[A block of data]
========================
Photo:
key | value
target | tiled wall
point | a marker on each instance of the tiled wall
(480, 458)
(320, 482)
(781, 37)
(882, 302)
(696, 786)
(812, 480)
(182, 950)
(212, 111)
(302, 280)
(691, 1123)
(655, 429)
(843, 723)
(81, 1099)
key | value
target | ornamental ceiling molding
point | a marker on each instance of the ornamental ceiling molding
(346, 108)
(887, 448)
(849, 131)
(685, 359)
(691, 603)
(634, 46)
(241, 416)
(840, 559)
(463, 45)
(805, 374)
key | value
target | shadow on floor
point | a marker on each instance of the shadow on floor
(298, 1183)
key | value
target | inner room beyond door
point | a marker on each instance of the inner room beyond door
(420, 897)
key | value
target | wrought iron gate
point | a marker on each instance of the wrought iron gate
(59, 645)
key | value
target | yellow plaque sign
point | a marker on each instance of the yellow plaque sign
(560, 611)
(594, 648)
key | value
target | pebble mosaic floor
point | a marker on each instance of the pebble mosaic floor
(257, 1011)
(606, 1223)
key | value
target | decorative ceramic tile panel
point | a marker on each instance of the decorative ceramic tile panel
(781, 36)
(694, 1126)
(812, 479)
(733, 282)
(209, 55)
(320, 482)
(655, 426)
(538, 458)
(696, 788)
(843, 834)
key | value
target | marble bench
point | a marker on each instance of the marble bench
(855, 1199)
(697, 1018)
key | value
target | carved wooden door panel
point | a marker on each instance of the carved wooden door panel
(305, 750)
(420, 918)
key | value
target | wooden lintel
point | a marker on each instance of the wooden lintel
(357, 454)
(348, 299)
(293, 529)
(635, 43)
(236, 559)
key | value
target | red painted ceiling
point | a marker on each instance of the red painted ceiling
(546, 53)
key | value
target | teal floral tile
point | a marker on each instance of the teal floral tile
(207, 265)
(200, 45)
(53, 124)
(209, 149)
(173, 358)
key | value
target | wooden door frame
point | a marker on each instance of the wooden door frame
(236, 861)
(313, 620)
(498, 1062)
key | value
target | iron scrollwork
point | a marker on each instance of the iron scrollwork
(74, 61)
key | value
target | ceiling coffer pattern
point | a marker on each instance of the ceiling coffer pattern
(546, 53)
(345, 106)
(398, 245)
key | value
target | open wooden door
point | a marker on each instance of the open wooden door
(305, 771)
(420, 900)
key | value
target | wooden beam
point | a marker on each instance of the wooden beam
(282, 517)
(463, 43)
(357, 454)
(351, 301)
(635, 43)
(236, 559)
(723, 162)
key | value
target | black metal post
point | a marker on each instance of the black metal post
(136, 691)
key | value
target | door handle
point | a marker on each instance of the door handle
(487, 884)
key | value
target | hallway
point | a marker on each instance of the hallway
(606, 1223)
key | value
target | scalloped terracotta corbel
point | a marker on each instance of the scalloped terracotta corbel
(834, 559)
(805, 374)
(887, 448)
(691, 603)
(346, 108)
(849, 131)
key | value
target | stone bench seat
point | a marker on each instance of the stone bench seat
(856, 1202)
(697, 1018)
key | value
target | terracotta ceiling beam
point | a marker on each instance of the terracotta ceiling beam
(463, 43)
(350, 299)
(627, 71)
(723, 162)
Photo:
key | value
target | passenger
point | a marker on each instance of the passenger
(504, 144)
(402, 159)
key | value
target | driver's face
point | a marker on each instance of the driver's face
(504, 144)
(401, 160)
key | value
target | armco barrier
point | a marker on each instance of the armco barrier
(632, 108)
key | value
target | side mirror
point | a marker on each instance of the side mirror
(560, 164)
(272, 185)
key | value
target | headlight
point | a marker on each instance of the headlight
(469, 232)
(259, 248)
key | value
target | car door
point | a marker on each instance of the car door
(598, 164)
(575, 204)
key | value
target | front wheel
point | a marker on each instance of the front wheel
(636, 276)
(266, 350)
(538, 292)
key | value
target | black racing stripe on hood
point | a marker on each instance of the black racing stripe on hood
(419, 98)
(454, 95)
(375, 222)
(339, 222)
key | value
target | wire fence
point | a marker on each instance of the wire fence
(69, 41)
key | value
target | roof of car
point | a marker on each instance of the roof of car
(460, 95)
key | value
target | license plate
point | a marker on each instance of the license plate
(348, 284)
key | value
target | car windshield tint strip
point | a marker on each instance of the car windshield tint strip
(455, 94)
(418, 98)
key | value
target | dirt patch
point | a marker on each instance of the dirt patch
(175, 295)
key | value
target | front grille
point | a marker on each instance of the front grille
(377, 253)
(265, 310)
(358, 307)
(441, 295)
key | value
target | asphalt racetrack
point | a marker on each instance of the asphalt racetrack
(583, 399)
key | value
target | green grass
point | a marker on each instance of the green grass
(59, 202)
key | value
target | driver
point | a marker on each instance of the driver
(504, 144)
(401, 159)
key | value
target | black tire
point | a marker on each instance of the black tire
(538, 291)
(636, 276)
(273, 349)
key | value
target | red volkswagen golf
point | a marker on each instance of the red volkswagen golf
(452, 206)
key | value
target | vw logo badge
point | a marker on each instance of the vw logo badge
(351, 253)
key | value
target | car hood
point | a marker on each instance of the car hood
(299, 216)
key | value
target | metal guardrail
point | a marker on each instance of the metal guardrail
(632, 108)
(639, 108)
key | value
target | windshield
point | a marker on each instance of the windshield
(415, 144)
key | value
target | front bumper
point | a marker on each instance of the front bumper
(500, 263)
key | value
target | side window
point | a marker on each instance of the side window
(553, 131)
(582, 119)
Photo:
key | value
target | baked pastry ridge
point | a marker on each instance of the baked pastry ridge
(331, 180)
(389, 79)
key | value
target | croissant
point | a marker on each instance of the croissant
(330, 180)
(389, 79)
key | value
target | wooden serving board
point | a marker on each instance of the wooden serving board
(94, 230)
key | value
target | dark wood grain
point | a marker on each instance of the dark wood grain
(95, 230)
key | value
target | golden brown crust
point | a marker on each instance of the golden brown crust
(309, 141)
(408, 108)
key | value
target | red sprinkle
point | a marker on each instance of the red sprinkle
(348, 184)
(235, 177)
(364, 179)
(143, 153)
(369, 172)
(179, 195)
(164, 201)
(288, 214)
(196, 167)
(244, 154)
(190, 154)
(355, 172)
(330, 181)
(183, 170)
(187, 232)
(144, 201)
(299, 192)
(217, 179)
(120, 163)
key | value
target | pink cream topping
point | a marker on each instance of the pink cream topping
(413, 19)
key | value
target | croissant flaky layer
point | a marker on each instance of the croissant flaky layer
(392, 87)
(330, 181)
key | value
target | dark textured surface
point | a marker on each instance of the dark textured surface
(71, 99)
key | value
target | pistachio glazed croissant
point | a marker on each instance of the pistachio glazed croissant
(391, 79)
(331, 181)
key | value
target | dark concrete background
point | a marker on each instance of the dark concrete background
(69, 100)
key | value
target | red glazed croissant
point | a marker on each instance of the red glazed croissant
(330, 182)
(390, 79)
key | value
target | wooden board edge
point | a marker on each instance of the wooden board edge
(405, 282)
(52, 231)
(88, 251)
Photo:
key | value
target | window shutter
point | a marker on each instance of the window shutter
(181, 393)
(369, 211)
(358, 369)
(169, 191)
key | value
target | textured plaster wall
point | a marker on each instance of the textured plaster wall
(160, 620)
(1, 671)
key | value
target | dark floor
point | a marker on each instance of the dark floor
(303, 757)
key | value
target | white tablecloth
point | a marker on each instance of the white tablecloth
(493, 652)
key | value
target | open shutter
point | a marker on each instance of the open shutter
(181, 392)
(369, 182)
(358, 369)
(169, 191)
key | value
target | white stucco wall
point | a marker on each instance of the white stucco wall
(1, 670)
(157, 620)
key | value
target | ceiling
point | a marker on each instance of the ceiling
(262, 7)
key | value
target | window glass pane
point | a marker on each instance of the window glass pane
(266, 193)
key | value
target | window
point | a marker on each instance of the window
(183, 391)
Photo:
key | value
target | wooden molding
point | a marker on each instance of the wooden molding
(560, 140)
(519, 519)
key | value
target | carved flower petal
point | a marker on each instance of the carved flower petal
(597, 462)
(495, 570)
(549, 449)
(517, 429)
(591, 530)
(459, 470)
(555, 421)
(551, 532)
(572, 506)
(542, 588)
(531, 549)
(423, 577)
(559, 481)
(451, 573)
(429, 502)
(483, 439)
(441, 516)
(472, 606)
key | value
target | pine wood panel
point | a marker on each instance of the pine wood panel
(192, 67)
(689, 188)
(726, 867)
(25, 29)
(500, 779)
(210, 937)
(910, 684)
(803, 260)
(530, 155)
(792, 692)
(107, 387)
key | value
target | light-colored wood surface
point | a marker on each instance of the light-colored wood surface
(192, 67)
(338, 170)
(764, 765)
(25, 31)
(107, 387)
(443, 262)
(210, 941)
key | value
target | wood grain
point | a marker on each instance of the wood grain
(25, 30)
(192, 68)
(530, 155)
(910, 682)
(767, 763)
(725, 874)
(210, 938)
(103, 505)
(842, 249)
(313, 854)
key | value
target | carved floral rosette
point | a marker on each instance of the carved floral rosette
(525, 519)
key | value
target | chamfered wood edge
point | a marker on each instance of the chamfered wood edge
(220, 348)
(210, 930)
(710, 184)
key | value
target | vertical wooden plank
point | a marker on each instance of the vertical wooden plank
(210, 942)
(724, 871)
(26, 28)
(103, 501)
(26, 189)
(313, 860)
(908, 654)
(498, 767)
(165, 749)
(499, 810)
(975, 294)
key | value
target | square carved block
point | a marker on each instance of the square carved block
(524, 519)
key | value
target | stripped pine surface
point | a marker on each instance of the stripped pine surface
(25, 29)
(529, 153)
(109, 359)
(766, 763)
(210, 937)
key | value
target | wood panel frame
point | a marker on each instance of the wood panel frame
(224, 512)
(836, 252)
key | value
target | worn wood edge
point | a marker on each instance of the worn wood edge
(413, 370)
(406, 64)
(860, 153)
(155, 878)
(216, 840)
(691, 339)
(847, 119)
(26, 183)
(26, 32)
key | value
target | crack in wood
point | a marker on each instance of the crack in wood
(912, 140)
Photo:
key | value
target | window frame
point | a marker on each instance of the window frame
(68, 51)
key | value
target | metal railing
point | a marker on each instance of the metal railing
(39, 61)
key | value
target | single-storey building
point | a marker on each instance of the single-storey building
========================
Locate every line in the rows above that contains the string "croissant", and copy each one. Case counts.

**CORRECT ANSWER**
target | croissant
point | a marker on each instance of the croissant
target | croissant flaky layer
point | a marker on each instance of the croissant flaky layer
target | pistachio glazed croissant
point | a marker on each instance of the pistachio glazed croissant
target | red glazed croissant
point | a marker on each instance of the red glazed croissant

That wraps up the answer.